» **Document text**:
┄┄┄┄┄┄┄┄┄┄┄┄┄┄┄┄┄┄┄┄

Monday, February 20, 2006

Now Reading/Listening

Now Reading:

My reading habits are a function of my anticpated moods and literary desires. I rarely buy one book when I'm in a bookstore, more often than not it's more like five or six. Some I'm anxious to start reading as soon as I get home, some I've read about someplace and think I'd like to read, others I feel shame that I haven't read already and buy with a feeling of disciplinary admonishment. This buying frenzy gets worse whenever I get to go to certain stores. My favorite bookstores are the mammoths: Powell's in Portland and Chicago, Tattered Cover in Denver, the Strand in NYC. I get to each a couple times a year (except the Cover, haven't been there in a few years and I feel a part of me dying on the inside) and it's a lucky deal when I restrain myself to an armload bounty of books.

┄┄┄┄┄┄┄┄┄┄┄┄┄┄┄┄┄┄┄┄

» **Dataset extract**:
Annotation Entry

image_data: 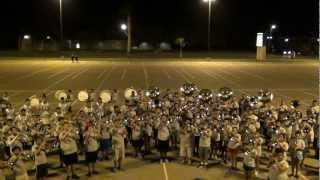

┄┄┄┄┄┄┄┄┄┄┄┄┄┄┄┄┄┄┄┄

» **Actions to take**:
(a) Copy the blog post on reading habits from "Now Reading/Listening" up to and including "bounty of books.".
(b) Pick up the blog post on reading habits after its last sentence and keep writing it.

» **Answers provided**:
(a)
Now Reading/Listening

Now Reading:

My reading habits are a function of my anticpated moods and literary desires. I rarely buy one book when I'm in a bookstore, more often than not it's more like five or six. Some I'm anxious to start reading as soon as I get home, some I've read about someplace and think I'd like to read, others I feel shame that I haven't read already and buy with a feeling of disciplinary admonishment. This buying frenzy gets worse whenever I get to go to certain stores. My favorite bookstores are the mammoths: Powell's in Portland and Chicago, Tattered Cover in Denver, the Strand in NYC. I get to each a couple times a year (except the Cover, haven't been there in a few years and I feel a part of me dying on the inside) and it's a lucky deal when I restrain myself to an armload bounty of books.

(b)
The result is a much fuller suitcase on my return trip and a stack of books on my desk that grows like Joyce's eternal mountain of sand. Having been jobless for three months now and sedentary for one, I've been able to make some progress in the stack. Here are the favorites:

  • Lonesome Dove, Larry McMurtry - epic cowboy saga that earned the author the Pulitzer Prize long before he produced and co-adapted Brokeback Mountain for the big screen. Excellent characters: old Mexican cooks, restless ex-Texas Rangers, sharp-tongued frontierswomen, stubborn cattle, renegade Comanches and the sprawling, beautifully captured territories of Texas to Montana. 800+ pages a bit intimidating at first but once you get into the pace of the novel the pages fly by. Interesting fact: Larry McMurtry used to run with Ken Kesey and Ken Babbs back at Stanford in the early 60s and is included in the list of visitors to Kesey's forest crib in La Honda in Tom Wolfe's Electric Kool-Aid Acid Test. There must have been something in the water up there cause those cats can write.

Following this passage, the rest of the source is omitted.